Re: Clustering spamassassin + autolearning

2008-11-26 Thread Peter Fastré
Thank you all for your (quick) answers!
@Kai: mailwatch has a training facility built in. But this is only possible
on messages in quarantine. If a message is passed by mailscanner (for
example, because of BAYES_00, which is sometimes the case), it is sent to
the mailbox server, and it's not possible to train the message as spam on
the mailwatch server.

Peter


On Tue, Nov 25, 2008 at 9:11 PM, Kai Schaetzl [EMAIL PROTECTED]wrote:

 Peter Fastré wrote on Tue, 25 Nov 2008 16:04:19 +0100:

  2. On my mailbox server I'd like to have a script which goes into the
  mailfolders, searches for a folder with the name 'Spam', feeds the
 message
  to sa-learn (which should be feeding it to the same bayes database of
  course), and then delete the message. Do you think this is a well-thought
  approach of having my users train the spam filters this way?

 Generally yes, but since you are already using MailScanner+Mailwatch:
 That's
 already built-in and users can just train any messages from MailWatch. Why
 duplicate that?

 Kai

 --
 Kai Schätzl, Berlin, Germany
 Get your web at Conactive Internet Services: http://www.conactive.com






Clustering spamassassin + autolearning

2008-11-25 Thread Peter Fastré
Hello guys,

I'm running a small-sized hosting provider and currently our setup is
following:

1 mailbox server running exim (only local delivery)
1 antispam server running exim + mailscanner + spamassassin + mailwatch -
sends all approved mail to mailbox server
2 mysql servers (master-slave) running databases for mailwatch +
spamassassin (bayes)

I have two questions about this, hope someone can help me.

1. Because all the load goes to the smtp server now and to add some
redundancy to our setup, we would like to add another antispam server, with
the same setup (which is working fine). Will this be possible (concerning
spamassassin), with two nodes sharing the same bayes database on the mysql
servers? Is it possible to have two nodes feeding the same bayes database?

2. On my mailbox server I'd like to have a script which goes into the
mailfolders, searches for a folder with the name 'Spam', feeds the message
to sa-learn (which should be feeding it to the same bayes database of
course), and then delete the message. Do you think this is a well-thought
approach of having my users train the spam filters this way? Maybe there are
already such scripts available?

Thanks in advance,

Peter


Re: Clustering spamassassin + autolearning

2008-11-25 Thread Benny Pedersen

On Tue, November 25, 2008 16:04, Peter Fastré wrote:

 approach of having my users train the spam filters this way? Maybe there are
 already such scripts available?

http://johannes.sipsolutions.net/Projects/dovecot-antispam
http://dovecot.org/ and full enabled with sieve / managesieve
http://sieve.info/ more info on what sieve is

dovecot-antispam can use sa-learn if you like that pr msg, this way it works
in outlook aswell as its handled as a imap hook

sorry you did not post what lda you have but all the rest was there

-- 
Benny Pedersen
Need more webspace ? http://www.servage.net/?coupon=cust37098



Re: Clustering spamassassin + autolearning

2008-11-25 Thread Samy Ascha, Xel Media B.V.

Records from a collection
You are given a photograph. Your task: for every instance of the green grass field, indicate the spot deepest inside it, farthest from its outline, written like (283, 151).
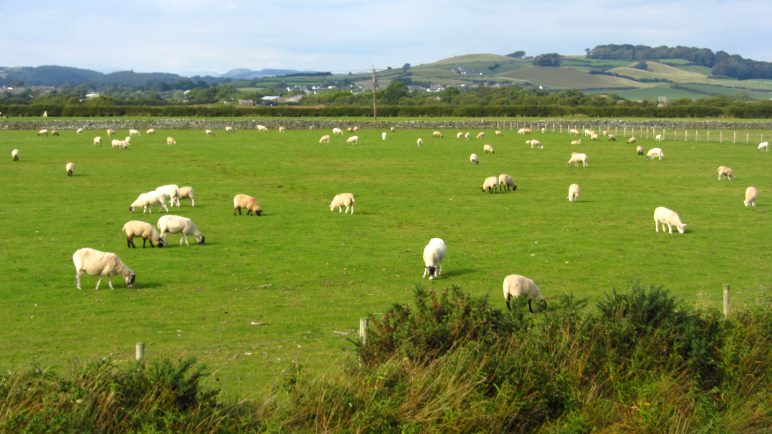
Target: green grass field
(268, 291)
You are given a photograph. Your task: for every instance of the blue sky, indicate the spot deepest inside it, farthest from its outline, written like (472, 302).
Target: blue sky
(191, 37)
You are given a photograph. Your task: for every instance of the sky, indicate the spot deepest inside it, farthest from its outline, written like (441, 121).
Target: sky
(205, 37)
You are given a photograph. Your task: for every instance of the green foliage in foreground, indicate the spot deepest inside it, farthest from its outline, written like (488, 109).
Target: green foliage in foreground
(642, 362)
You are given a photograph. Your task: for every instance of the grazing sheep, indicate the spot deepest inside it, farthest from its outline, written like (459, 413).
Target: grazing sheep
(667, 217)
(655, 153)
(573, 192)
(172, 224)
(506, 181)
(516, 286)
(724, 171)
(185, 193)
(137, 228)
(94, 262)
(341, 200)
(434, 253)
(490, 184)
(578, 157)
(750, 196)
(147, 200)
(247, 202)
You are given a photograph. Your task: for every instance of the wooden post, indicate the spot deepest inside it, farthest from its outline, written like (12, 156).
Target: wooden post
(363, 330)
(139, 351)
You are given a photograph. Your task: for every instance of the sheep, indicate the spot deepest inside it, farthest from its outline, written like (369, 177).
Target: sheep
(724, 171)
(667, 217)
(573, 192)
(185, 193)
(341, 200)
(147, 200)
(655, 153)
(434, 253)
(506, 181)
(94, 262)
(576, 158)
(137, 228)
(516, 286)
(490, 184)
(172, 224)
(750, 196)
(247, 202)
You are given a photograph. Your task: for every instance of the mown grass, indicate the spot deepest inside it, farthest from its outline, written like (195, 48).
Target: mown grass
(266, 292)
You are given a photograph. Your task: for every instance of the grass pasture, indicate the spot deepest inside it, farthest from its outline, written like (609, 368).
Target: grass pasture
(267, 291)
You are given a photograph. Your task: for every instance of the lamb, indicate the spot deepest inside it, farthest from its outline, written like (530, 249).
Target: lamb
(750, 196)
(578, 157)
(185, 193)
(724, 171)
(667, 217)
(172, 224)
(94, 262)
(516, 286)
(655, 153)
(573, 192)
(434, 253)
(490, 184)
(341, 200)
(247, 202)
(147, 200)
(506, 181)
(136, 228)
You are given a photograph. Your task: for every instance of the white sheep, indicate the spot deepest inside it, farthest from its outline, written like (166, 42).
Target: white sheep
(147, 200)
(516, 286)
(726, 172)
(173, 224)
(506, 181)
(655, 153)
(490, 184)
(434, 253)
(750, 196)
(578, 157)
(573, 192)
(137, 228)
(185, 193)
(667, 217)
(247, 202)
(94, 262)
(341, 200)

Your tasks
1. Edit the part of the mailing-list thread starting at "2008-11-26 Thread Peter" and ending at "the mailwatch server.", putting "isolation" wherever "quarantine" appears.
2. Do these statements agree with the mailing-list thread? Answer yes or no for each, and quote the words that decide it.
(a) The setup includes two mysql servers set up as master and slave.
(b) The mailbox server runs mailscanner.
(c) Peter wants the script to keep each message after feeding it to sa-learn.
3. Answer these questions from the mailing-list thread.
(a) What rule does Peter name as a reason mailscanner might pass a message?
(b) According to Benny, what is dovecot-antispam handled as?
(c) What folder name would Peter's script look for?
This material comes from a separate source that has no link to the mailing-list thread.

Correct answers
1.
2008-11-26 Thread Peter Fastré
Thank you all for your (quick) answers!
@Kai: mailwatch has a training facility built in. But this is only possible
on messages in isolation. If a message is passed by mailscanner (for
example, because of BAYES_00, which is sometimes the case), it is sent to
the mailbox server, and it's not possible to train the message as spam on
the mailwatch server.

2.
(a) Yes: "2 mysql servers (master-slave)"
(b) No: "1 mailbox server running exim (only local delivery)"
(c) No: "and then delete the message"

3.
(a) BAYES_00
(b) An imap hook
(c) 'Spam'